• **O que se pede**:
No texto sobre a infância na clandestinidade, o que acontecia às crianças quando chegavam à idade escolar?

• **Texto do exercício**:
+ + + + + + +

Faleceu em Lisboa, a 16 de setembro de 1990.
Memória de Rita Veloso
Já por várias vezes escrevi textos com as minhas memórias do período da ditadura e da revolução. Neles, adopto sempre uma perspectiva feliz, dada pelos olhos da criança que era. O Sol e o mar de Peniche, as brincadeiras nas visitas ao meu pai, as ingenuidades de uma criança que tinha de lidar com termos confusos, como clandestinidade ou preso político. Afinal, se não guardarmos da infância memórias felizes, de quando guardaremos?
No entanto, é óbvio que essa perspectiva resulta de um filtro aplicado a uma realidade bem diferente.
Além de todas as misérias que afectavam a generalidade das crianças no período da ditadura – a subnutrição e a fome, o analfabetismo, o trabalho de sol a sol, as doenças vorazes – e que contrastavam brutalmente com as regalias das elites, havia as dificuldades específicas dos miúdos que nasciam em famílias de quem se atrevia a combater o regime, as quais se podiam somar ou não às anteriores.
Crescer na clandestinidade implicava estar-se privado de qualquer sociabilização fora do universo da família nuclear, à excepção de idas fugazes ao médico ou às compras de rotina. Não se usufruía de mimos e ensinamentos dos avós ou dos tios, não havia as brincadeiras com primos ou amigos, aspectos essenciais ao pleno desenvolvimento da personalidade do indivíduo, que se quer num ambiente seguro, carinhoso e estimulante, que questione o intrigante mundo dos outros. Em contrapartida, convivia-se vinte e quatro horas por dia com pais e irmãos. Desenganem-se os que pensam que isso era um privilégio: a tensão em que estas famílias viviam, resultante não só da situação de foragidos como também do convívio forçado e a natural, era sufocante e repercutia-se inevitavelmente nas suas crianças. Vivia-se numa bolha hiperprotegida e asfixiante. A isso juntava-se a instabilidade da contínua troca de casa, com mudanças feitas à pressa, que deixavam para trás as nossas referências físicas afectivas.
Quando chegava a idade escolar, o mais tardar, tudo mudava inexplicavelmente. Com mais ou menos conversas incompreensíveis, as crianças eram subitamente entregues a alguém da família, para poderem ir à escola sem levantar suspeitas e de forma estável. Não é preciso explicar o quão dolorosa era para pais e filhos esta separação. Em muitos casos, o contacto só foi reestabelecido na idade adulta, resultando, geralmente, em mágoas e acusações imperdoáveis. Muitos filhos questionaram o direito dos seus pais a constituir família naquelas condições, agravando ainda mais a dor que os pais já sentiam com o afastamento forçado.
O que levava tantos homens e tantas mulheres a optar por uma forma de vida que, de previsível, só tinha o dinheiro contado, a insegurança, a prisão e a tortura, o isolamento da família? Não seria, certamente, a sede de protagonismo, nem se tratava de semideuses ou heróis.

+ + + + + + +

• **Material fornecido**:
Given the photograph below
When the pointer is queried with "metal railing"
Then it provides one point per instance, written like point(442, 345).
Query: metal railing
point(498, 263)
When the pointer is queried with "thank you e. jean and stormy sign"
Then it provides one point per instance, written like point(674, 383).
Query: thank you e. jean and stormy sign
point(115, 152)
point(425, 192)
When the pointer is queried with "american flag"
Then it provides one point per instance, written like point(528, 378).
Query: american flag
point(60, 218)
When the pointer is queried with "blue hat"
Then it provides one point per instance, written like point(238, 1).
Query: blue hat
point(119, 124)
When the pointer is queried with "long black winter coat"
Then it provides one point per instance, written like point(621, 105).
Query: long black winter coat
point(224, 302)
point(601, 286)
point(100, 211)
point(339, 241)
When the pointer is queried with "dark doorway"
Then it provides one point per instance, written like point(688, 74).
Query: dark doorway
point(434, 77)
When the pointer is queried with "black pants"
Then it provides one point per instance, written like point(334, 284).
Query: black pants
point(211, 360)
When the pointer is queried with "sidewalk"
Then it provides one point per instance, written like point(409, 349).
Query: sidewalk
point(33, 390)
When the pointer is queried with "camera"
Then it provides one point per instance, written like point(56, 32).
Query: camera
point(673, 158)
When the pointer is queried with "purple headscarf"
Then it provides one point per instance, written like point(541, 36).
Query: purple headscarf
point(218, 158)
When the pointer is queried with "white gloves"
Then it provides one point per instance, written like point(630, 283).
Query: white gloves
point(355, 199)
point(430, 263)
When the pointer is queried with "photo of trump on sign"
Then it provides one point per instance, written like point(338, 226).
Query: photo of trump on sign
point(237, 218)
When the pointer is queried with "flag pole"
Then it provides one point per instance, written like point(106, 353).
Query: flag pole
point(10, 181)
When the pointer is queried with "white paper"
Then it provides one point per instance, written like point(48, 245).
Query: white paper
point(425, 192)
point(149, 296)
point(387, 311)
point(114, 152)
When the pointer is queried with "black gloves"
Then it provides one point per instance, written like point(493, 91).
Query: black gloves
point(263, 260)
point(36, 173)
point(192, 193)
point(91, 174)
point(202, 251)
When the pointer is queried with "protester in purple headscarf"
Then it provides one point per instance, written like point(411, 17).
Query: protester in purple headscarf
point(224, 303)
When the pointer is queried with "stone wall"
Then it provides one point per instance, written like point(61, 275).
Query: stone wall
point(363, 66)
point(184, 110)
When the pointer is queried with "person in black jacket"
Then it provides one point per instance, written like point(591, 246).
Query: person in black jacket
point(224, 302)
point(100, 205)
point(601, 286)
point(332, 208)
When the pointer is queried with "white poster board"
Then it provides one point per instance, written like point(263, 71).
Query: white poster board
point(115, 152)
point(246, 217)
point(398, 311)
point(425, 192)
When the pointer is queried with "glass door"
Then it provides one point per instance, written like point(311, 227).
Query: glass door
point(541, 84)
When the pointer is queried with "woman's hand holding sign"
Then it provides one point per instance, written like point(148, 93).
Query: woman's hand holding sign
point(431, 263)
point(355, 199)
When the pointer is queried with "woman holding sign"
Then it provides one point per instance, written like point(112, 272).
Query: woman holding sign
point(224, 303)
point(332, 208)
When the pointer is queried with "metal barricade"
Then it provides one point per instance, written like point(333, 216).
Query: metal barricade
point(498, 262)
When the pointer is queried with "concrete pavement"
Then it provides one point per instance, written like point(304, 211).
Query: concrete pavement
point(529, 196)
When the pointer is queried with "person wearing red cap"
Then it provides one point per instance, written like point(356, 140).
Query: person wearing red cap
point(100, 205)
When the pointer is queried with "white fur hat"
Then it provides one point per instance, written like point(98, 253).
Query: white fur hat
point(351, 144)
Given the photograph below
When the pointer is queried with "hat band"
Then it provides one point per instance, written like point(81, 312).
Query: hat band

+ + + + + + +

• **Resposta ao problema**:
Eram subitamente entregues a alguém da família, para poderem ir à escola sem levantar suspeitas e de forma estável.